What to work on
According to the SDUD data dictionary, which column identifies the manufacturer?

Text excerpt
========================================================================
Key data points for analysis

Data Dictionary The State Drug Utilization Data (SDUD) is a dataset provided by CMS (Centers for Medicare & Medicaid Services), which contains prescription drug usage and spending data for Medicaid beneficiaries. Here's a breakdown of all the common columns in the SDUD file and what they mean:

Column Name	Description
`State`	The U.S. state or territory that submitted the data. Example: `CA`, `TX`.
`Labeler Code`	The first segment of the NDC (National Drug Code) – identifies the manufacturer.
`Product Code`	The second segment of the NDC – identifies the specific product.
`Package Size`	The third segment of the NDC – identifies package size/type. For Eg, Drug A could come 30 pills in one bottle.
`Year`	Calendar year of the data. Example: `2023`.
`Quarter`	Quarter of the year (1 to 4). Example: `Q1`, `Q2`.
`Product Name`	Brand or generic name of the drug. Example: `LISINOPRIL`, `AMOXICILLIN`.
`Suppression Used`	Indicates if data suppression was applied (due to small counts or privacy). `Y` or `N`.
`Units Reimbursed (Number)`	Total quantity of units dispensed and reimbursed by Medicaid.
========================================================================
Data extract
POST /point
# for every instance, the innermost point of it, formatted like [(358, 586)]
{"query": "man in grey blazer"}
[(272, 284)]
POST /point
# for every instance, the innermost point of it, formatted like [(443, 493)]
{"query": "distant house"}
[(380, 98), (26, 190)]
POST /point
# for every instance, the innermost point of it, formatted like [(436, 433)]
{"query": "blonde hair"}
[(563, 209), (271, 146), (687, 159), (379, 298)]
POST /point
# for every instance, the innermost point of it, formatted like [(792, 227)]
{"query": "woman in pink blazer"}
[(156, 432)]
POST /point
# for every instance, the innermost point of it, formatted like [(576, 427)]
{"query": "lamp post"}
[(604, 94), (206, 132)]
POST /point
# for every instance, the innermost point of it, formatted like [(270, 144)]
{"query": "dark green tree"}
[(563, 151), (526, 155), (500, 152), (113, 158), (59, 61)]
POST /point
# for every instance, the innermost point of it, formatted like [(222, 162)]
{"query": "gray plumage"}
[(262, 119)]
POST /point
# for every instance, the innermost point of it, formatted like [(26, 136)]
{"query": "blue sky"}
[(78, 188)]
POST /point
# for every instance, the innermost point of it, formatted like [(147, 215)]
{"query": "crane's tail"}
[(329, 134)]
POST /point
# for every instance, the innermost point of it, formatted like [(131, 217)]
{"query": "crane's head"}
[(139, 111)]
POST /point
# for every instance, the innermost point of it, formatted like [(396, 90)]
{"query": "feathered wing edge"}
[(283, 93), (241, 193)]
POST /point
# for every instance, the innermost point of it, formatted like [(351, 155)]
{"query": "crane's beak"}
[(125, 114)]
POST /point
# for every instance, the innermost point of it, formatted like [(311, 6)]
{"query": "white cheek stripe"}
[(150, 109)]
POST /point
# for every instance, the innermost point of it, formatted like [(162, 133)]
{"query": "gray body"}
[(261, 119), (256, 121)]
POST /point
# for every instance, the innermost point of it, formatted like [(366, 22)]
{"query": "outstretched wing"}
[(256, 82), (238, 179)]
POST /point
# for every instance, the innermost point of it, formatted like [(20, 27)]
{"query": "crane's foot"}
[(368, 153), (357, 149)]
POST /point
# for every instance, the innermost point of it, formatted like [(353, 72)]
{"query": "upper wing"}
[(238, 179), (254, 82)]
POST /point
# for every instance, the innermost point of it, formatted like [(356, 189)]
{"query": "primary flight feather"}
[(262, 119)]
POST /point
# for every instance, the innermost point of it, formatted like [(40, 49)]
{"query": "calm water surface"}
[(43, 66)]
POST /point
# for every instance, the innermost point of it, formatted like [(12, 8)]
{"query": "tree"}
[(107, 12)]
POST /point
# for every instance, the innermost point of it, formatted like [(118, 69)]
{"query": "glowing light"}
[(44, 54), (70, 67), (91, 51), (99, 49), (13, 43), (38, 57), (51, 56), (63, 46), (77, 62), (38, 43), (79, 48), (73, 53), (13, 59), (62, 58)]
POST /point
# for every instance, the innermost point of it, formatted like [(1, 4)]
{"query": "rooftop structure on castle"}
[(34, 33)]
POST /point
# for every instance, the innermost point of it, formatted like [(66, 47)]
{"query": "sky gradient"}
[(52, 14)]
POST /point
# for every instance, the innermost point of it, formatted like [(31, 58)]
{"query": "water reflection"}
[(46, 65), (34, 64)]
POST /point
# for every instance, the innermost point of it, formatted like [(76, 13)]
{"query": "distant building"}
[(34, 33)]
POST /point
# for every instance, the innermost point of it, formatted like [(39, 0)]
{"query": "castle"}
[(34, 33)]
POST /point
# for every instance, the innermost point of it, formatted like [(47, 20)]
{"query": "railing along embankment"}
========================================================================
Response
The `Labeler Code` column, the first segment of the NDC.